**To be done**
Images should be left out, and everything else in the listing reproduced exactly.

** Start of Entries **

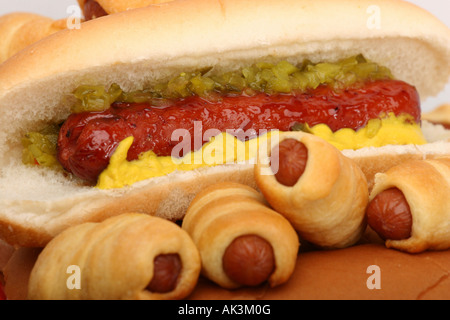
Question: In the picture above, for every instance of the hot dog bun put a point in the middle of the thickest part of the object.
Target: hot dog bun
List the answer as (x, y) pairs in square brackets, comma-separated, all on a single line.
[(141, 46), (337, 275)]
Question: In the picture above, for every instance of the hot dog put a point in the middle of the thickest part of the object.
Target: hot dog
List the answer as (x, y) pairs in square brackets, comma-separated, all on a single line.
[(389, 215), (158, 64), (154, 260), (93, 9), (249, 260)]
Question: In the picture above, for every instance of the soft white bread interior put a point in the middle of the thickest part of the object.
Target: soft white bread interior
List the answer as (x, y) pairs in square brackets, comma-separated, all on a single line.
[(115, 6), (140, 47)]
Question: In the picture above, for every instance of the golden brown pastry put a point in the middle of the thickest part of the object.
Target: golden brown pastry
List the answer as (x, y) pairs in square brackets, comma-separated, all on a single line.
[(242, 242), (440, 115), (321, 192), (410, 206), (19, 30), (130, 256)]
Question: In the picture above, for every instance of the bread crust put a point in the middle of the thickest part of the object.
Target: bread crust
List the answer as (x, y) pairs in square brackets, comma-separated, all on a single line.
[(115, 6), (149, 47), (327, 203), (426, 186), (115, 259)]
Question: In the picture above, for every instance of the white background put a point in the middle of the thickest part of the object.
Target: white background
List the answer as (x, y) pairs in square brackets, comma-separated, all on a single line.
[(57, 9)]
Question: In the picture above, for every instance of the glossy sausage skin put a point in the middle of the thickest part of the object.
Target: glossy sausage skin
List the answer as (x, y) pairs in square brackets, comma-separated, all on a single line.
[(389, 215), (288, 161), (93, 10), (167, 269), (249, 260)]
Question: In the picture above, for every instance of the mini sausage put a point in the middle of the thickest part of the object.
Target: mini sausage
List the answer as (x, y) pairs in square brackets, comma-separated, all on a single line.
[(167, 268), (93, 10), (389, 215), (291, 156), (249, 260)]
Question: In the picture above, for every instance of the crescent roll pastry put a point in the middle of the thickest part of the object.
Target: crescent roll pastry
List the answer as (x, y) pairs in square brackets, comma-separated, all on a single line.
[(130, 256), (96, 8), (242, 242), (321, 192), (410, 206)]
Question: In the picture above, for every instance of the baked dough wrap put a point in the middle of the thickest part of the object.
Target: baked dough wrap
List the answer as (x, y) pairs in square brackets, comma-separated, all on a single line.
[(226, 211), (426, 187), (327, 203), (115, 259)]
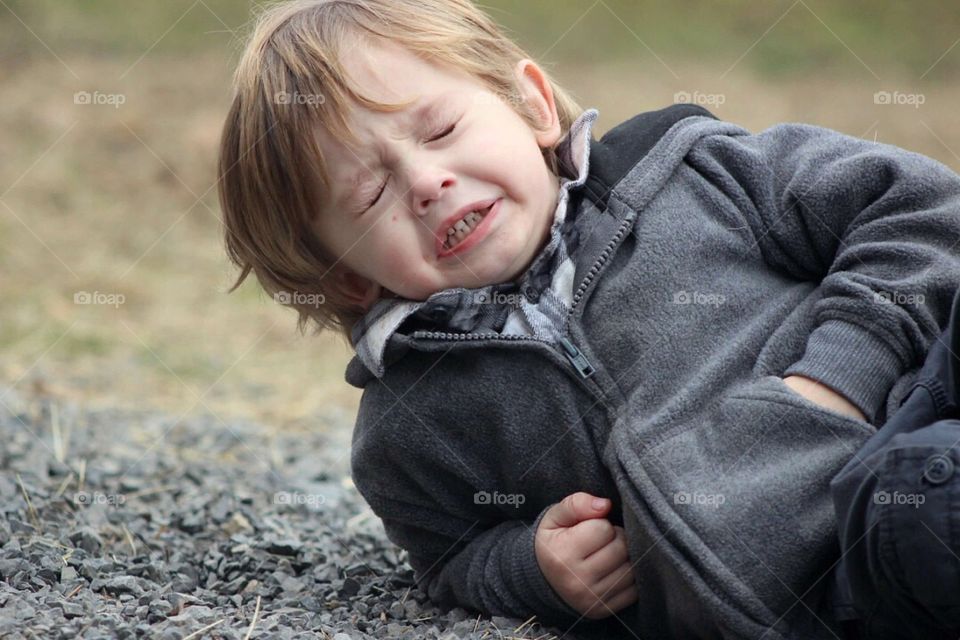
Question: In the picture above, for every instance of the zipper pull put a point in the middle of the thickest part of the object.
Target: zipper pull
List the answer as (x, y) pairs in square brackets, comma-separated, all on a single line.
[(577, 359)]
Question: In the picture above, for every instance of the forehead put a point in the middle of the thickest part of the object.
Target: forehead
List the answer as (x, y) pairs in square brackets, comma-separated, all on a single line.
[(387, 72)]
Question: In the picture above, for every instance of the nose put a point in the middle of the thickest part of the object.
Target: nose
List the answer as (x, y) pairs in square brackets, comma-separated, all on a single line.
[(428, 186)]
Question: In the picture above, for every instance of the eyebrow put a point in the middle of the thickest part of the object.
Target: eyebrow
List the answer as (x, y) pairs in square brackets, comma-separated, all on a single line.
[(418, 114)]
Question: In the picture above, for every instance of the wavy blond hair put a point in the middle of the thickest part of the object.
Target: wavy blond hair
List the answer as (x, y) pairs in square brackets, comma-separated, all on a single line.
[(272, 175)]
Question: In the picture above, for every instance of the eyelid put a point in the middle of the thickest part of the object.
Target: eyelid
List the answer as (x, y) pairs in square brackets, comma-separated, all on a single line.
[(367, 205)]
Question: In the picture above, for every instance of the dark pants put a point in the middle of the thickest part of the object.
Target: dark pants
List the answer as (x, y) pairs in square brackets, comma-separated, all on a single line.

** End of Entries **

**Expected answer**
Question: In the picture above, for every instance of the hot dog bun put a point in the middle of the thickest part of the object.
Target: hot dog bun
List the answer as (x, y) pairs in square brackets, comma-separated, all on a single line.
[(141, 46), (337, 275)]
Question: In the picture above, for every instance of the hot dog put a point in the middle of the thickest part of the object.
Target: hot dog
List the answer as (x, y) pairs in square brackets, comma-separated, all on a single line.
[(389, 215), (158, 64), (154, 260), (93, 9), (249, 260)]
Question: In the picture above, for every instance of the soft white bread interior put a point in the middle of the thickest part of the object.
Target: soft white bread interior
List the answer as (x, y) pairs in square brackets, comma-separated, all on a single line.
[(115, 6), (140, 47)]
Question: In the picture above, for every instance of the golden brown pastry put a point in the middle of the thickest part of the object.
Target: golden brown pastry
List the answer as (x, y) pairs in square brackets, comma-separated, all on a single line.
[(242, 242), (440, 115), (321, 192), (410, 206), (19, 30), (130, 256)]
Question: In the picture above, for every instance of the bread crust put a point in the middle of the thickest part of the object.
Target: bread crust
List the answer as (x, y) pairs in square brackets, comma-separated, all on a single line.
[(115, 6), (149, 47), (327, 203), (426, 186), (115, 259)]
Question: In the picture above, for every instance of the white background put a point in the middle of the thickest part of the object.
Target: white background
List the answer as (x, y) pairs in square brackets, comma-separated, all on a single line.
[(57, 9)]
Question: In the picture above, for every instance of the glossy sausage skin put a point in the middle of the thickest part of the object.
Target: glossy sausage skin
List the answer as (x, y) pairs in square brackets, comma-separated, all on a single line.
[(389, 215), (288, 161), (93, 10), (167, 269), (249, 260)]
Question: In the picture above, for every instance of the mini sausage put a point in the middle of the thickest part of the object.
Target: mini sausage
List the answer as (x, y) pairs in square brackets, comma-separated, all on a single line.
[(167, 268), (93, 10), (389, 215), (291, 156), (249, 260)]
Question: In the picture above, for every instance of the crescent roll pastry put a point in the middle of the thickest part of the object.
Target: crescent roll pastry
List the answer as (x, y) pairs in square brackets, comma-separated, all on a single line.
[(130, 256), (96, 8), (242, 242), (321, 192), (410, 206)]
Question: In the picture above, for every instance of the baked dough wrap put a point in the middle of the thickest part of the object.
Target: baked dough wrap
List the answer as (x, y) pairs in square brackets, comma-separated, all on a single line.
[(226, 211), (426, 187), (327, 203), (115, 259)]
Question: In the picture above, for every instance of the zipper pull put a point in the middle of the thickest part of the object.
Target: zipper pull
List the answer as (x, y) pairs in square brackets, comma-separated, all on a single line.
[(577, 359)]
Question: In the picture above, for every instance of the forehead put a point in the middle of the thickest part of the object.
Target: forehead
List the answer as (x, y) pairs in square brackets, comma-separated, all on a single line.
[(387, 72)]
Question: In the picture above, for every instance of the nose put a point in the middle of the thickest part of the object.
Target: nose
List the answer as (x, y) pairs in square brackets, comma-separated, all on a single line.
[(428, 186)]
Question: In the picture above, for every instance of the eyebrow put a point in the middle of the thickest part of the object.
Target: eyebrow
List the answer as (x, y) pairs in square brackets, comma-separated, all on a single line.
[(418, 114)]
Question: In the picture above, for every instance of the wavy blond hair put a point in the middle of the thickest part of the object.
Target: wavy blond hair
List the answer as (x, y) pairs in square brackets, comma-separated, all on a single line.
[(272, 175)]
Question: In the picture above, for every instance of the eyelid put a point in the middle of the thickest part of the object.
Target: eyelid
List the answer as (x, y) pairs in square brackets, comma-separated, all on a single line.
[(367, 205)]
Question: In the picture above, for every instance of the dark pants put a point in the middle of the thickest part of the object.
Target: dark pants
List the answer as (x, y) pairs in square brackets, comma-separated, all on a single line.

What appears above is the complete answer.